━━━ ENTRIES SHOWN ━━━

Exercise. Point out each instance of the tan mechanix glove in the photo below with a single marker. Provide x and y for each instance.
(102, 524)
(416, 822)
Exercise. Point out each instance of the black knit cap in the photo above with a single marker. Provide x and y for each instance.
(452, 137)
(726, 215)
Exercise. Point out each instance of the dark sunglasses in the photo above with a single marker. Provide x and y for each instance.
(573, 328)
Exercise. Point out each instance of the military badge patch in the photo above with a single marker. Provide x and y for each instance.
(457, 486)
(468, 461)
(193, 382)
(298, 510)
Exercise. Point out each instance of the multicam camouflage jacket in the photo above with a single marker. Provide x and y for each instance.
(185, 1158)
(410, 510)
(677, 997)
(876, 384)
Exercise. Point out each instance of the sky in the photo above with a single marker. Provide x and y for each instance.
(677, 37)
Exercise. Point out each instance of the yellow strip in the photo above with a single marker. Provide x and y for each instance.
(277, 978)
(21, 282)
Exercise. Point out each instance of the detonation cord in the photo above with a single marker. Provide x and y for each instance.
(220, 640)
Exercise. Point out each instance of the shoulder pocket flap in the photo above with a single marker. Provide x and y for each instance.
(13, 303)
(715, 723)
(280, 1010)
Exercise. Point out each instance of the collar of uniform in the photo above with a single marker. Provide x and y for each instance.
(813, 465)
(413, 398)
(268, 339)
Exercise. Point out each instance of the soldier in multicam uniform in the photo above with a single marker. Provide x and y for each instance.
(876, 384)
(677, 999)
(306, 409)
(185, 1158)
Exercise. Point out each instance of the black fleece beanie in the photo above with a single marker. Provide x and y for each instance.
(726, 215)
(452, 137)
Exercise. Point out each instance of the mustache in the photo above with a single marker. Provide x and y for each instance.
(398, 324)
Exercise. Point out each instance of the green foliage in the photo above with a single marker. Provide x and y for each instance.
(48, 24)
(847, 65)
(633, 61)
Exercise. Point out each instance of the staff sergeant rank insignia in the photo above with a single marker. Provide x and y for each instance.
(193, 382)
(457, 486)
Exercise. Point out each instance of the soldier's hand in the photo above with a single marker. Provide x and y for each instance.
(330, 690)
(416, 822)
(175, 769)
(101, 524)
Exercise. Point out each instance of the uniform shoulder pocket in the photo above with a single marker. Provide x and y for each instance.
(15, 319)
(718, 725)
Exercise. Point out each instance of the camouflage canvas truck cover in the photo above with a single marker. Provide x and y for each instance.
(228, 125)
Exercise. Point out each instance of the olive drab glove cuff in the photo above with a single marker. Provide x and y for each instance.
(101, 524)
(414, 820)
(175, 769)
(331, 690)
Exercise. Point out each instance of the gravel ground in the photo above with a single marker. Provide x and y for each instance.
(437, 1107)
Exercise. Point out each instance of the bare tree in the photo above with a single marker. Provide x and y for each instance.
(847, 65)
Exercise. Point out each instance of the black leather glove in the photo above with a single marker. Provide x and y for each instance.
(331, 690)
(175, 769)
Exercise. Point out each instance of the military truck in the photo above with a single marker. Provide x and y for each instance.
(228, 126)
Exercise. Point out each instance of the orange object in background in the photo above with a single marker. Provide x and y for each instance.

━━━

### WHAT IS REQUIRED:
Change "single marker" to "single point" throughout the items and leave every other word as it is.

### RESULT OF THE EXERCISE:
Exercise. Point out each instance of the tan mechanix glove in the photo below with a single point. Provide x and y for each instance.
(102, 524)
(416, 822)
Exercise. Point out each instance of the black knit cap in the photo above with a single point. Provide x and y for each instance.
(452, 137)
(726, 215)
Exercise. Point out each instance of the dark sunglasses in the photo above with a single point. Provide x and y for each instance.
(573, 328)
Exercise. Point out each instance of the military badge patch in the photo above with a single point. Provide x and y for each instance.
(457, 486)
(468, 461)
(193, 382)
(298, 510)
Exercise. Point out each instance of the multicam camouflage jacket in the photo above with a single point. Provide x and y for each instance.
(185, 1158)
(410, 510)
(677, 997)
(876, 384)
Exercise. Point out each instance of the sky in the photo above with a single point. Provide x and y for each instance.
(677, 37)
Exercise. Point out each instance of the yellow strip in the photo above with a single point. Provide x and y for each instance.
(277, 978)
(21, 282)
Exercise. Point out each instance of the detonation cord in the photo above with a single point. Provide x and y for each instance.
(220, 640)
Exercise. Point out each instance of the shoulder pocket flap in the photo above with a single point. Provide x and y for each instance.
(13, 303)
(715, 723)
(280, 1010)
Exercise. Point out each instance of the collar of uniform in the photo above with a single point. Provide x and y for each instance.
(813, 465)
(413, 398)
(268, 339)
Exercise. Point out each instance of the soldier in multicam uniform in the photo above with a single point. Provide x and y for each instance.
(876, 384)
(677, 999)
(306, 409)
(185, 1158)
Exercise. Point out each instance of the black fleece beanie in the photo above with a single point. Provide x and y for each instance.
(726, 215)
(452, 137)
Exercise. Point out each instance of the mustache in the photo above with a single point. Provide x and y for each instance.
(398, 324)
Exercise. Point out each instance of the green foliage in the photo above with a single point. Provide x and y for each instance.
(48, 24)
(847, 65)
(633, 61)
Exercise. Point out each instance of the staff sergeant rank insignia in the photo above with a single point. Provide x and y for each instance.
(193, 382)
(457, 486)
Exercise. Point out each instance of the soldier's hand in the photo above with a single point. Provide x and y for each instance.
(330, 690)
(416, 822)
(175, 769)
(101, 524)
Exercise. Point out each instance of the uniform shoulder pocket in the photo above with a single point. Provide x and y for each instance.
(15, 319)
(718, 725)
Exercise. Point out each instance of the camouflage canvas truck cover in the photo above with a single point. Provide x and y for each instance.
(228, 125)
Exercise. Point out each instance of the olive drab glove cuff in the photo above with a single point. Provide x and y for each instance.
(101, 524)
(414, 820)
(175, 769)
(331, 690)
Exercise. Point out each instance of the gravel ground in the photo above with a single point. Provide x and y for each instance.
(437, 1107)
Exercise. Point out each instance of the bare tree in the photo above with a single point. Provide x and y for each instance.
(847, 65)
Exercise. Point out each instance of the black leather glove in the photo above with a single point. Provide x and y for each instance.
(331, 690)
(175, 769)
Exercise. Point out each instance of the military truck in the photo above with a single point. Provide x and y for each instance.
(228, 126)
Exercise. Point out each instance of the orange object in background in the photo above with a single point. Provide x and y for each instance.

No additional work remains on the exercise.